Reading passage
_____
Figure 136: Salt of the Earth. On 22 March 1998, this 2 3/4 pound meteorite landed 40 feet from boys playing basketball in Monahans, Texas. While the rock was still warm, police were called. Hours later, NASA scientists cracked the meteorite open in a clean-room laboratory, eliminating any possibility of contamination. Inside were salt (NaCl) crystals 0.1 inch (3 mm) in diameter and liquid water!46 Some of these salt crystals are shown in the blue circle, highly magnified and in true color. Bubble (B) is inside a liquid, which itself is inside a salt crystal. Eleven quivering bubbles were found in about 40 fluid pockets. Shown in the green circle is another bubble (V) inside a liquid (L). The length of the horizontal black bar represents 0.005 mm, about 1/25th the diameter of a human hair.

NASA scientists who investigated this meteorite believe it came from an asteroid, but that is highly unlikely. Asteroids, having little gravity and being in the vacuum of space, cannot sustain liquid water which is required to form salt crystals. (Earth is the only planet, indeed the only body in the solar system, that can sustain liquid water on its surface.) Nor could surface water (gas, liquid, or solid) on asteroids withstand high-velocity impacts. Even more perplexing for the evolutionist: What is the salt’s origin? Also, what accounts for the meteorite’s other contents: potassium, magnesium, iron, and calcium—elements abundant on Earth, but as far as we know, not beyond Earth? 47

Figure 40 on page 99 illustrates the origin of meteoroids. Dust-sized meteoroids often come from comets. Most larger meteoroids are rock fragments that never merged into a comet or asteroid.
_____
Records provided

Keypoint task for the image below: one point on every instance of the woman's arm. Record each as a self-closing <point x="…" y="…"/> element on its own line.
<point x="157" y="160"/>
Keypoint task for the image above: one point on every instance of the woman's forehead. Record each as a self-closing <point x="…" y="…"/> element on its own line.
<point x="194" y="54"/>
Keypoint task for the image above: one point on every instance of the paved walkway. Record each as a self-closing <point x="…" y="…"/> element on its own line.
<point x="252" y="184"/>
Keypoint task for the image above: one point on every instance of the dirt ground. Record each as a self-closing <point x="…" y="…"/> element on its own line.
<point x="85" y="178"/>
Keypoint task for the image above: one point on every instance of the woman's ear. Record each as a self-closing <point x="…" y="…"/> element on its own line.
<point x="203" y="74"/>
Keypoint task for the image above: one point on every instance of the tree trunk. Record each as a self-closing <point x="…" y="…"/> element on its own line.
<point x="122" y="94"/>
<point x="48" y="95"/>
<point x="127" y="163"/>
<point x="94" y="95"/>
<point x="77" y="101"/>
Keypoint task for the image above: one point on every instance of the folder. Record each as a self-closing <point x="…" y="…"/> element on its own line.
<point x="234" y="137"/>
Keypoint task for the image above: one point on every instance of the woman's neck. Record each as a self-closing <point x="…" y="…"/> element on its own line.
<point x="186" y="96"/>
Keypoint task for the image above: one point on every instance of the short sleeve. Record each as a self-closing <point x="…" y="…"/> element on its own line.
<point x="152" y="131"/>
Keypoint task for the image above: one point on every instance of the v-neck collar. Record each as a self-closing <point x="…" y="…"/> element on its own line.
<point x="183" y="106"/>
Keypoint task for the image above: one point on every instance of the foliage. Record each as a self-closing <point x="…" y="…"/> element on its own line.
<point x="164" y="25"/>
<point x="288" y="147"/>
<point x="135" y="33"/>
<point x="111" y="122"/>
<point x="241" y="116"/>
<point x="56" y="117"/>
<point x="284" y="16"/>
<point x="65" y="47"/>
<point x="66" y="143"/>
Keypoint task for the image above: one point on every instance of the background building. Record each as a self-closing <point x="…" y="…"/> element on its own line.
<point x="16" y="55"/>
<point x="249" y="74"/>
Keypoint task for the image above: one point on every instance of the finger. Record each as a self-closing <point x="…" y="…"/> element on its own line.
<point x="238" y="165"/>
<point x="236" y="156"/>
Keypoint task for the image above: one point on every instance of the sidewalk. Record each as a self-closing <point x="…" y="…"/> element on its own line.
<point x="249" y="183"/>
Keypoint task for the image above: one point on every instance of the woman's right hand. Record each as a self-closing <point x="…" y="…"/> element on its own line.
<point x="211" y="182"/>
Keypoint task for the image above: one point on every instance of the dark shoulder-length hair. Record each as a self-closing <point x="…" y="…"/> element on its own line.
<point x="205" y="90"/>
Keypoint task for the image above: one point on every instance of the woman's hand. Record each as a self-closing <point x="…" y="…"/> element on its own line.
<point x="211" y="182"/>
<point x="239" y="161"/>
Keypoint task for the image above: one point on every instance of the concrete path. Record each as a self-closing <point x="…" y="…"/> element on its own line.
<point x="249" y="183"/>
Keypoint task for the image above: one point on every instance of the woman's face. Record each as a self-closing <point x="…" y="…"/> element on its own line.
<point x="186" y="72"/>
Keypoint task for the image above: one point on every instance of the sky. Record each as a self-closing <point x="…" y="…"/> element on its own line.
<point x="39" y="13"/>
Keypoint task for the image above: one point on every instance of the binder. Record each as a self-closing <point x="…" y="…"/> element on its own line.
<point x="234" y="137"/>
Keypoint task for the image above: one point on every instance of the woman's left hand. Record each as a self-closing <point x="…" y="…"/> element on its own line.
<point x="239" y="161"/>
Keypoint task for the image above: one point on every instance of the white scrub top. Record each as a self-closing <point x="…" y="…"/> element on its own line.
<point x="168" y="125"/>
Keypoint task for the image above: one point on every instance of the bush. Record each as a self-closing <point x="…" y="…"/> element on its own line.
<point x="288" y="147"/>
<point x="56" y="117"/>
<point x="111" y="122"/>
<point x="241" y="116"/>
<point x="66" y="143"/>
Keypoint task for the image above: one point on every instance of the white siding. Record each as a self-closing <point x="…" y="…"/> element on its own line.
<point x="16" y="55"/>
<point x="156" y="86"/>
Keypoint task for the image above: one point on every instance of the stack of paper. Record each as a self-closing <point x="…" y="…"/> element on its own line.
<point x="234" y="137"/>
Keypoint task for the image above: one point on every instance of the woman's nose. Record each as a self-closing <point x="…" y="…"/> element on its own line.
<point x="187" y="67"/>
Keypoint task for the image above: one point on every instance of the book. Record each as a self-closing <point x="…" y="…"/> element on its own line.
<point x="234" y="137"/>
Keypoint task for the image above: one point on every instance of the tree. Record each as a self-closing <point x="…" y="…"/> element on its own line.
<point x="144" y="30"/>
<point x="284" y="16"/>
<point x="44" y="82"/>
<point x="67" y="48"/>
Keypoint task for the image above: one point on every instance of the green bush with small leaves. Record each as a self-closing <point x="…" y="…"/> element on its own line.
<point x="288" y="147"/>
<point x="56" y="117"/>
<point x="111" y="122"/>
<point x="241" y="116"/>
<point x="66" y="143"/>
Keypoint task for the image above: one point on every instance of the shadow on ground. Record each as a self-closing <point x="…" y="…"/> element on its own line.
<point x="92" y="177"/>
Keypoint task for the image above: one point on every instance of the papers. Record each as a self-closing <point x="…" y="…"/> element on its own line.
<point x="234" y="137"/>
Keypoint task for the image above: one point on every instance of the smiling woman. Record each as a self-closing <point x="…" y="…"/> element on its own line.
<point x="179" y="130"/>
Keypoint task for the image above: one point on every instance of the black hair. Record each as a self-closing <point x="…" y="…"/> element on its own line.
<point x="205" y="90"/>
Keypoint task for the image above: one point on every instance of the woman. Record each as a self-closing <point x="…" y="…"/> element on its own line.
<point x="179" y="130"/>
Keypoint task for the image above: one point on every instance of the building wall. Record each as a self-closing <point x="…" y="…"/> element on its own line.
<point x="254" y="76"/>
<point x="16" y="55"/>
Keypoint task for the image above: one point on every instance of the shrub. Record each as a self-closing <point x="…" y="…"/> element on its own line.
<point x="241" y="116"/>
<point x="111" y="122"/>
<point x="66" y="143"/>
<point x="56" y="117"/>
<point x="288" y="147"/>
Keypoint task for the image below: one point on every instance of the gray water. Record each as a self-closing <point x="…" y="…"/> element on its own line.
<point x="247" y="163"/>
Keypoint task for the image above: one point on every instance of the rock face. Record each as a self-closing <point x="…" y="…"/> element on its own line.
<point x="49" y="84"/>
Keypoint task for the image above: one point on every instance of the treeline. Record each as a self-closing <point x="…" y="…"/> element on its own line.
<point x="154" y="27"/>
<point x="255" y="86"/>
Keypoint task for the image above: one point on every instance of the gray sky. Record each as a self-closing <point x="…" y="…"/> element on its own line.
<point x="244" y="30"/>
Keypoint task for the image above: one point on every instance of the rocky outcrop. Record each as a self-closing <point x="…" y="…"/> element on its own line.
_____
From the meteorite passage, reproduce the part that begins with the words containing "Figure 40 on" and ends with "comet or asteroid.". Rely solely on the text when responding.

Figure 40 on page 99 illustrates the origin of meteoroids. Dust-sized meteoroids often come from comets. Most larger meteoroids are rock fragments that never merged into a comet or asteroid.